**Dataset extract:**

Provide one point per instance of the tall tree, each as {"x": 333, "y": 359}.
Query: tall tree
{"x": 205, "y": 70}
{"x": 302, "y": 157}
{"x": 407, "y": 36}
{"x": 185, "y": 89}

**Assignment:**
Please retype all of the records above exactly as they are.

**Expected answer:**
Provide one point per instance of the tall tree, each as {"x": 333, "y": 359}.
Query: tall tree
{"x": 205, "y": 70}
{"x": 302, "y": 157}
{"x": 407, "y": 36}
{"x": 185, "y": 89}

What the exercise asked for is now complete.